What is needed:
Edit the listing lines between the line holding "Task: indicate the bokeh" and the line holding "x=390 y=135", inclusive, changing every "stone" to "brick" and leaving everything else as it is. Give back only those lines.

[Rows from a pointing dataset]
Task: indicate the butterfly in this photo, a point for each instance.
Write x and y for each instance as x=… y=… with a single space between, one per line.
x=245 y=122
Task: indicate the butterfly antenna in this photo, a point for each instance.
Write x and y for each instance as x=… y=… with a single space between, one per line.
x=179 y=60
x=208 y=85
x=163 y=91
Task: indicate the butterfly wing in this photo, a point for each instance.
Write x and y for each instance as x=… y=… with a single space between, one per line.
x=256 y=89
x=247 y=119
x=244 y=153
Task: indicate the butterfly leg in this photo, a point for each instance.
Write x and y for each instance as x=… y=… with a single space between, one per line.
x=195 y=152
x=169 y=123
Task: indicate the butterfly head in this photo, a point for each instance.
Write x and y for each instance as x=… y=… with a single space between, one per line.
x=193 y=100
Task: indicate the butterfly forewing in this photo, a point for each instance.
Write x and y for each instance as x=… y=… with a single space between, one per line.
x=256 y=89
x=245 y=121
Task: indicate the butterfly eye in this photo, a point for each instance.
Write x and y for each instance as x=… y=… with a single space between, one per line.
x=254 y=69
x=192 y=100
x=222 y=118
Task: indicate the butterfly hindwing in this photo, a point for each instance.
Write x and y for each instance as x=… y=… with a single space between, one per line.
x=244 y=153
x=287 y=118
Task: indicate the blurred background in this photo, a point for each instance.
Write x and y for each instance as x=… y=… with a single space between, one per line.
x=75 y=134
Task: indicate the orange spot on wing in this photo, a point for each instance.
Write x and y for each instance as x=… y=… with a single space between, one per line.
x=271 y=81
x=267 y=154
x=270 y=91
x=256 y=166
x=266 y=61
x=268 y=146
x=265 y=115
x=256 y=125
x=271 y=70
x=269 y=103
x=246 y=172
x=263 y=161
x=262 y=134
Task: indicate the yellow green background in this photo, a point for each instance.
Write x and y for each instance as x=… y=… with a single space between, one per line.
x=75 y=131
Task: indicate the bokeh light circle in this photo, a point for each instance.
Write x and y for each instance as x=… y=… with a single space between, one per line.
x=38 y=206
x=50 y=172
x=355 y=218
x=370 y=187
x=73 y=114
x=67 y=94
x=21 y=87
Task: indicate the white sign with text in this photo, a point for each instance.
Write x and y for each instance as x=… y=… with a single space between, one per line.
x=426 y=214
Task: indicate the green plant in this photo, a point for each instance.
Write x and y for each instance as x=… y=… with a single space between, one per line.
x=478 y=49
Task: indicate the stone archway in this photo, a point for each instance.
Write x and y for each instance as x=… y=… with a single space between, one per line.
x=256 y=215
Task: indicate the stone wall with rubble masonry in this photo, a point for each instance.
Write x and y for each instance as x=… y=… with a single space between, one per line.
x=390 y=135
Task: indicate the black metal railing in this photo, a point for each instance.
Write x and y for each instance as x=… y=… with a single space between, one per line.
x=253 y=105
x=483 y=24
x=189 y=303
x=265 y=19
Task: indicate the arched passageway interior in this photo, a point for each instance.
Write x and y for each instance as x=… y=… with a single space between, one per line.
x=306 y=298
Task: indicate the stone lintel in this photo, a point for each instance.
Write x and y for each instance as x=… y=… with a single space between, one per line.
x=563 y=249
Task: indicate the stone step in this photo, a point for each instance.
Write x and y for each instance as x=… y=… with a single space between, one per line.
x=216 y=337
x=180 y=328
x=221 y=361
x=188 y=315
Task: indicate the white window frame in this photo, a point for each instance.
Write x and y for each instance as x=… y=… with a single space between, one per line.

Result:
Task: indicate the bokeh light circle in this photo, a point for each instance.
Write x and y for each instance as x=… y=… with a single space between, one per line.
x=38 y=206
x=50 y=172
x=355 y=218
x=370 y=187
x=73 y=114
x=67 y=94
x=21 y=87
Task: indicate the white sign with text in this photo, a point for each instance.
Write x and y for each instance as x=… y=… with a single space between, one per line.
x=426 y=214
Task: indicate the green plant in this photo, a point for each instance.
Write x and y for each instance as x=… y=… with a single space between, one per line.
x=478 y=49
Task: indicate the brick archway in this photo, a point for each instance.
Write x and y for each instance as x=… y=… with a single space between, one per line.
x=256 y=215
Task: indicate the brick wall with rubble masonry in this photo, a point for each instance.
Write x and y for each instance as x=… y=… with a single space between, one per line.
x=390 y=135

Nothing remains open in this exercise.